*** RECORDS SUPPLIED ***

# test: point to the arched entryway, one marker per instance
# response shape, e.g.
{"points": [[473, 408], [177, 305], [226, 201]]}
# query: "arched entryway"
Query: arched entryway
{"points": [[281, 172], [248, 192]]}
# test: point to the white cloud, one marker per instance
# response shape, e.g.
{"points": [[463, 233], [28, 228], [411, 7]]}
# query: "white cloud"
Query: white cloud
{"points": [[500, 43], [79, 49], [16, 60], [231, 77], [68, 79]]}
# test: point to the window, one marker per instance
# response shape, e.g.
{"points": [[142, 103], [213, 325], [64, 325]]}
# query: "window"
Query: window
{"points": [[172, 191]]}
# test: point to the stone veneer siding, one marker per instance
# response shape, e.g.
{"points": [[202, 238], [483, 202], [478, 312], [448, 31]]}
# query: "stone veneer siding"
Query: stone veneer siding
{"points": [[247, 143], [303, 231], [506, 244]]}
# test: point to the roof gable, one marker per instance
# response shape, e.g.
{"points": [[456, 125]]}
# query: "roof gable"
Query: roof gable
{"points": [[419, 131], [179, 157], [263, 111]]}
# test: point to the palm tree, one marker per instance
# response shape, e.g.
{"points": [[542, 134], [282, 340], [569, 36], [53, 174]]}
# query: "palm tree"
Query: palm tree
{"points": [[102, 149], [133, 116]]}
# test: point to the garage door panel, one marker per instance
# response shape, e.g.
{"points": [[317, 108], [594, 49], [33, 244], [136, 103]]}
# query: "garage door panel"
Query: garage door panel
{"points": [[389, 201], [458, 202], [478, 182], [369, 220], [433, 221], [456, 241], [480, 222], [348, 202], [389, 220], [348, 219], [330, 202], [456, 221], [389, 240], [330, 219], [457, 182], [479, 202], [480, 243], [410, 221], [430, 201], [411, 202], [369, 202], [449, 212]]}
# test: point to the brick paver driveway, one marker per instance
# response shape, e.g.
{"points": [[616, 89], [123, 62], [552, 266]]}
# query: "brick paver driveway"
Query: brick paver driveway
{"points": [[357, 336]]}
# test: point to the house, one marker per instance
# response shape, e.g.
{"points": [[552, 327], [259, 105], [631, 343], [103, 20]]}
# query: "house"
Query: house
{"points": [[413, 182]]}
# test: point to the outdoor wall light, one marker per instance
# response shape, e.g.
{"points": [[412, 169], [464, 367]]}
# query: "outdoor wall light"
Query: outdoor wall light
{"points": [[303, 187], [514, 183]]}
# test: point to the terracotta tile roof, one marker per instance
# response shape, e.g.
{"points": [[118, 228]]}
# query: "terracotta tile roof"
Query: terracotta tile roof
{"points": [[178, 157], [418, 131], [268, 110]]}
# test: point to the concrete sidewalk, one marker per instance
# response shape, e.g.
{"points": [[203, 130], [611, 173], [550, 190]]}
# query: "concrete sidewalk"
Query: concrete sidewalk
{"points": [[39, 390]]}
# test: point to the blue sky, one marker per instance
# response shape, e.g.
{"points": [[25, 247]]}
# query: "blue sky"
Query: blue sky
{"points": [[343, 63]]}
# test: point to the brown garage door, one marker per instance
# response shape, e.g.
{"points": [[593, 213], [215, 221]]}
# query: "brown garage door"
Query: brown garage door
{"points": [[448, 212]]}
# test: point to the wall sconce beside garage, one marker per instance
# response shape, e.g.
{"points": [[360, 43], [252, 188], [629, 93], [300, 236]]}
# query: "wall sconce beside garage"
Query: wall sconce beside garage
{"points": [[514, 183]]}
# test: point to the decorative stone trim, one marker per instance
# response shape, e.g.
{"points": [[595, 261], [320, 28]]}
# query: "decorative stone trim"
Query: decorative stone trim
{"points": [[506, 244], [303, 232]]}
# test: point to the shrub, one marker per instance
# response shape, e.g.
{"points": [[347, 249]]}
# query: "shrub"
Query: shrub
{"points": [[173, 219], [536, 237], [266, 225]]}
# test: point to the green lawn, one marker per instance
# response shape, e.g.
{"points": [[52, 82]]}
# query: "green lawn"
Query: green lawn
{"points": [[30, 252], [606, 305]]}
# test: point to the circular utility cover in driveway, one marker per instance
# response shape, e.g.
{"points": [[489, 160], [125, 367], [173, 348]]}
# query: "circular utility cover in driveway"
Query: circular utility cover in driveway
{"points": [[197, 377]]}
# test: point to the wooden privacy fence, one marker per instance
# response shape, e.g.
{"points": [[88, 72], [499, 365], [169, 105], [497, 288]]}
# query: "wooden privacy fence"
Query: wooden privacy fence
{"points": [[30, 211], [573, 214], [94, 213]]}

*** End of RECORDS SUPPLIED ***

▶ [TASK OBJECTIVE]: Would you restate each line of the material above word for word?

▶ [WORKED SOLUTION]:
# test: point to the arched entryway, one marker per instance
# response shape, e.g.
{"points": [[473, 408], [177, 305], [226, 201]]}
# query: "arched entryway"
Query: arched entryway
{"points": [[281, 172], [248, 192]]}
# test: point to the white cloud, one marker per instance
# response shape, e.g.
{"points": [[463, 233], [28, 228], [411, 7]]}
# query: "white cloud"
Query: white cloud
{"points": [[500, 43], [79, 49], [16, 60], [231, 77], [68, 79]]}
# test: point to the window, one marker per instance
# response shape, e.g.
{"points": [[142, 103], [213, 325], [64, 325]]}
# query: "window"
Query: window
{"points": [[172, 191]]}
# test: point to the stone veneer siding, one marker per instance
# response shape, e.g.
{"points": [[202, 238], [483, 202], [478, 312], [448, 31]]}
# query: "stone veneer siding"
Query: stone veneer siding
{"points": [[247, 143], [303, 231], [506, 244]]}
# test: point to the roof gable, one marker per instance
# response shape, e.g.
{"points": [[456, 125]]}
# query: "roof gable"
Query: roof gable
{"points": [[419, 131], [179, 157], [263, 111]]}
# test: point to the palm tree, one marker per instance
# response shape, e.g.
{"points": [[542, 134], [282, 340], [569, 36], [53, 174]]}
# query: "palm tree"
Query: palm tree
{"points": [[102, 149], [133, 116]]}
# test: point to the garage door panel, one marker per instance
# response shape, e.g.
{"points": [[317, 108], [594, 49], [33, 244], [136, 103]]}
# query: "garage door panel"
Query: garage door panel
{"points": [[389, 201], [458, 202], [478, 182], [369, 220], [433, 221], [456, 241], [480, 222], [348, 202], [389, 220], [348, 219], [330, 202], [456, 221], [389, 240], [330, 219], [457, 182], [479, 202], [480, 243], [410, 221], [430, 201], [411, 202], [369, 202], [449, 212]]}
# test: point to the brick paver driveway, one marker per instance
# response shape, e.g.
{"points": [[616, 89], [123, 62], [552, 266]]}
# query: "brick paver driveway"
Query: brick paver driveway
{"points": [[357, 336]]}
# test: point to the house, one marker per instance
# response shape, e.g.
{"points": [[552, 327], [259, 105], [631, 343], [103, 20]]}
# query: "house"
Query: house
{"points": [[413, 182]]}
# test: point to the outdoor wall light, one marker per instance
# response shape, e.g.
{"points": [[412, 169], [464, 367]]}
# query: "outdoor wall light"
Query: outdoor wall light
{"points": [[303, 187], [514, 183]]}
# test: point to the terracotta tile roof, one marker per instance
# response shape, e.g.
{"points": [[118, 228]]}
# query: "terracotta tile roof"
Query: terracotta tile roof
{"points": [[178, 157], [418, 131], [268, 110]]}
# test: point to the concrete sidewalk, one marker per instance
# response shape, e.g.
{"points": [[203, 130], [611, 173], [550, 190]]}
# query: "concrete sidewalk"
Query: concrete sidewalk
{"points": [[39, 390]]}
# test: point to the blue sky, one marker per instance
# response shape, e.g.
{"points": [[25, 247]]}
# query: "blue sky"
Query: blue sky
{"points": [[343, 63]]}
# test: point to the brown garage door, one marker per instance
# response shape, e.g.
{"points": [[593, 213], [215, 221]]}
# query: "brown garage door"
Query: brown garage door
{"points": [[448, 212]]}
# test: point to the wall sconce beside garage, one marker per instance
# response shape, e.g.
{"points": [[360, 43], [252, 188], [629, 93], [300, 236]]}
# query: "wall sconce beside garage"
Query: wall sconce beside garage
{"points": [[514, 183]]}
# test: point to the decorative stone trim, one marker per instance
# response shape, e.g.
{"points": [[595, 261], [320, 28]]}
# query: "decorative stone trim"
Query: decorative stone trim
{"points": [[506, 244], [303, 232]]}
# test: point to the shrub, one marker per instance
# response shape, e.g.
{"points": [[347, 249]]}
# query: "shrub"
Query: shrub
{"points": [[173, 219], [536, 237], [266, 225]]}
# test: point to the green lawn, one marker per instance
# response shape, e.g.
{"points": [[52, 82]]}
# query: "green lawn"
Query: green lawn
{"points": [[30, 252], [606, 305]]}
# test: point to the circular utility cover in driveway, one marker per instance
# response shape, e.g.
{"points": [[489, 160], [125, 367], [173, 348]]}
# query: "circular utility cover in driveway"
Query: circular utility cover in driveway
{"points": [[197, 377]]}
# test: point to the wooden privacy fence, one marker per instance
# response shape, e.g.
{"points": [[88, 72], [499, 365], [169, 105], [497, 288]]}
# query: "wooden privacy fence"
Query: wooden privacy fence
{"points": [[30, 211], [573, 214], [94, 213]]}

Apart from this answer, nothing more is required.